Document passage:
↓↓↓

Instructions for deploying Kubeflow on Amazon EKS
- Well, an AWS Account
- Permissions (check Permissions.md file for detailed description of policies used for this task)
In the very first step install kubectl and eksctl to be able to configure K8s and EKS cluster.
I used CloudShell to execute CLI commands, but you're welcome to use local AWS CLI, Cloud9 IDE or whatnot.
sudo curl --silent --location -o /usr/local/bin/kubectl https://amazon-eks.s3.us-west-2.amazonaws.com/1.17.11/2020-09-18/bin/linux/amd64/kubectl
sudo chmod +x /usr/local/bin/kubectl
curl --silent --location "https://github.com/weaveworks/eksctl/releases/latest/download/eksctl_$(uname -s)_amd64.tar.gz" | tar xz -C /tmp
sudo mv -v /tmp/eksctl /usr/local/bin
As soon as eksctl is installed, you can create new EKS cluster. Two m5.xlarge instances were enough for me.

↑↑↑

Part of a data file:
↓↓↓

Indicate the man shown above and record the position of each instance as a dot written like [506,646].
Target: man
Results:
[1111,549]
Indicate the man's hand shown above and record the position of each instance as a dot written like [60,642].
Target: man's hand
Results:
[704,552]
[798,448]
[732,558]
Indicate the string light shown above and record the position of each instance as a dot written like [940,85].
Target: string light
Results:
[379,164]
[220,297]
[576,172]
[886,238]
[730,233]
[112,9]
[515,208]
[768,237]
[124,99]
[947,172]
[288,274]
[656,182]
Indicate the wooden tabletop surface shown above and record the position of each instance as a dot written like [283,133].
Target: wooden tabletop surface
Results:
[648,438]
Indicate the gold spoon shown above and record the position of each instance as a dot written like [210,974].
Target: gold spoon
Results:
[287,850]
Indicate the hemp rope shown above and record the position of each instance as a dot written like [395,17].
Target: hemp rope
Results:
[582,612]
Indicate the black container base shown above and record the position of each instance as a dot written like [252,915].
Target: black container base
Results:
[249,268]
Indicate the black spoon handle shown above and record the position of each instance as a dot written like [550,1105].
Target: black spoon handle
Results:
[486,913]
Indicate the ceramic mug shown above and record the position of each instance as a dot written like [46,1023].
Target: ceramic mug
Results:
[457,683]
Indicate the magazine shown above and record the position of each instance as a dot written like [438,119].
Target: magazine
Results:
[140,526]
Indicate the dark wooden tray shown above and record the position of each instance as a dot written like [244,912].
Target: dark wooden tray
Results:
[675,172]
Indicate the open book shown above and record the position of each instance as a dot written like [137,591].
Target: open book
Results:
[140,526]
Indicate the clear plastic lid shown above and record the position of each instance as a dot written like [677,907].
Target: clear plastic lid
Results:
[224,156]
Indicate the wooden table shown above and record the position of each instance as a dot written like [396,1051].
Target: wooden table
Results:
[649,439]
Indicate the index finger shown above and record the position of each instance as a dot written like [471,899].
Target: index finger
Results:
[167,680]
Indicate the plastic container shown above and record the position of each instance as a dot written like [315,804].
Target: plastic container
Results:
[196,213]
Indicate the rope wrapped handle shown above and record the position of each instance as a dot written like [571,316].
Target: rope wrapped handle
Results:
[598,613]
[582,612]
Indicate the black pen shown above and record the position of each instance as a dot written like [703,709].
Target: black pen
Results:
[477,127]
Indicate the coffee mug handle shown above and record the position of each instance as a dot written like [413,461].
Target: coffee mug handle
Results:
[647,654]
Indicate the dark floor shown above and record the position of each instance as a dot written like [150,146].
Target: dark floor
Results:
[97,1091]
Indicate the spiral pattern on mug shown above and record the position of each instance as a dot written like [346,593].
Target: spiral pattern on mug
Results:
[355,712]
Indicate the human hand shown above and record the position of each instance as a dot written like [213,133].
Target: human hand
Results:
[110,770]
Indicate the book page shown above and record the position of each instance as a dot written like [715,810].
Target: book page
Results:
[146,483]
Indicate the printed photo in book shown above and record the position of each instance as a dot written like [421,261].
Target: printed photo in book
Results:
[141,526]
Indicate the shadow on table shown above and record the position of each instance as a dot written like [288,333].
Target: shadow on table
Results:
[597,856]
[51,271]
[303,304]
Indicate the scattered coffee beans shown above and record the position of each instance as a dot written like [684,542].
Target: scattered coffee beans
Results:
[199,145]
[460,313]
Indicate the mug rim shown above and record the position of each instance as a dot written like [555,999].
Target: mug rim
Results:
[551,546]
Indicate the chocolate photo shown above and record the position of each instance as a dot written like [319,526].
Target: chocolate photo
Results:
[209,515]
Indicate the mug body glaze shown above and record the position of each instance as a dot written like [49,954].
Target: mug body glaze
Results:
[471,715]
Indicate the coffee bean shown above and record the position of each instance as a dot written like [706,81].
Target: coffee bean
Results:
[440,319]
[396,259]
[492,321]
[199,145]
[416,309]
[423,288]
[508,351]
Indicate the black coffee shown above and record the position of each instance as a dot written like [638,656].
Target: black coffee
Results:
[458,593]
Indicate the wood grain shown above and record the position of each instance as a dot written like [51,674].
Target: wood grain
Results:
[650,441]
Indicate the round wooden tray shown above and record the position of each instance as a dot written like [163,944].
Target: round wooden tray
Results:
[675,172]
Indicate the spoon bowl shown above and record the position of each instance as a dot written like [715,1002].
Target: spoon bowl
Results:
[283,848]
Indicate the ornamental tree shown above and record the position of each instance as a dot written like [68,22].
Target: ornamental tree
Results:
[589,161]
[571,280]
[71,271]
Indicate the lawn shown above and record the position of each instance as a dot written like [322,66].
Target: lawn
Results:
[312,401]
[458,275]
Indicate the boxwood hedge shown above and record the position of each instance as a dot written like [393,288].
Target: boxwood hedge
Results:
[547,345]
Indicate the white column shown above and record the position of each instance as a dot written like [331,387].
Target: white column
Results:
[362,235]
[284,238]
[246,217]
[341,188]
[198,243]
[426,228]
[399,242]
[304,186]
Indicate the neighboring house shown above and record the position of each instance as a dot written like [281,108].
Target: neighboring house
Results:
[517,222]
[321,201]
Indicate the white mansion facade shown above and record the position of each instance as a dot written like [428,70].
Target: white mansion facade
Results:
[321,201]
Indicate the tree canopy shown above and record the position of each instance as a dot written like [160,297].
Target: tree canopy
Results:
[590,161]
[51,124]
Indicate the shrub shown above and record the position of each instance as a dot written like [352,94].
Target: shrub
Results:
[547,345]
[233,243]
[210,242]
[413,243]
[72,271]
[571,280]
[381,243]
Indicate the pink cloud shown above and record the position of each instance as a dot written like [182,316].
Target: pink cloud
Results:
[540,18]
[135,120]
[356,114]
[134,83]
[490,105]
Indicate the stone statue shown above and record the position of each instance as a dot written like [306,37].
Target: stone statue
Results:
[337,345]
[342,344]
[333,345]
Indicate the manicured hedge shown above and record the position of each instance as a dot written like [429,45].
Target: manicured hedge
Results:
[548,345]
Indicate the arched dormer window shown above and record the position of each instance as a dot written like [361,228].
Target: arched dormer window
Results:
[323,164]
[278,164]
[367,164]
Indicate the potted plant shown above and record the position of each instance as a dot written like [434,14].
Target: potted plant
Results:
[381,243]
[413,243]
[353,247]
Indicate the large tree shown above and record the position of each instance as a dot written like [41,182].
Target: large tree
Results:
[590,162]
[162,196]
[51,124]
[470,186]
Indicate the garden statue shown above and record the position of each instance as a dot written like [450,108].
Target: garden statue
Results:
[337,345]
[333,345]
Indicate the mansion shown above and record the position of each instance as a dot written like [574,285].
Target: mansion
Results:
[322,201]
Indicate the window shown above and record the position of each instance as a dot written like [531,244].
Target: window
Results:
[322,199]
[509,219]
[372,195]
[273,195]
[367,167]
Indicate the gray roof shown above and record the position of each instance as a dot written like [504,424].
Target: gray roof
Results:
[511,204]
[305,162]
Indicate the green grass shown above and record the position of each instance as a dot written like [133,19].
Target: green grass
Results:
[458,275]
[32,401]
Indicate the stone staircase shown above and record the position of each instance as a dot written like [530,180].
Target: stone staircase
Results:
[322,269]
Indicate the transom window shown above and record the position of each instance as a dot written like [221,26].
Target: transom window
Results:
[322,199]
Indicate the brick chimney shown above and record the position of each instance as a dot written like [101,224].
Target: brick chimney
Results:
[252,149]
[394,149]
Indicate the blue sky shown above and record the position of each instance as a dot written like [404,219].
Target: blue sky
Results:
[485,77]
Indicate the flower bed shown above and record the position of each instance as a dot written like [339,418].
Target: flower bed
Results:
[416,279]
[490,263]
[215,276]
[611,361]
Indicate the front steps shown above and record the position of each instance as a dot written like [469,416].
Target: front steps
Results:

↑↑↑

Write out the Kubeflow deployment instructions word for word from "Instructions for deploying" to "and EKS cluster.". Use only the Kubeflow deployment instructions to complete this work.

Reply to the exercise:
Instructions for deploying Kubeflow on Amazon EKS
- Well, an AWS Account
- Permissions (check Permissions.md file for detailed description of policies used for this task)
In the very first step install kubectl and eksctl to be able to configure K8s and EKS cluster.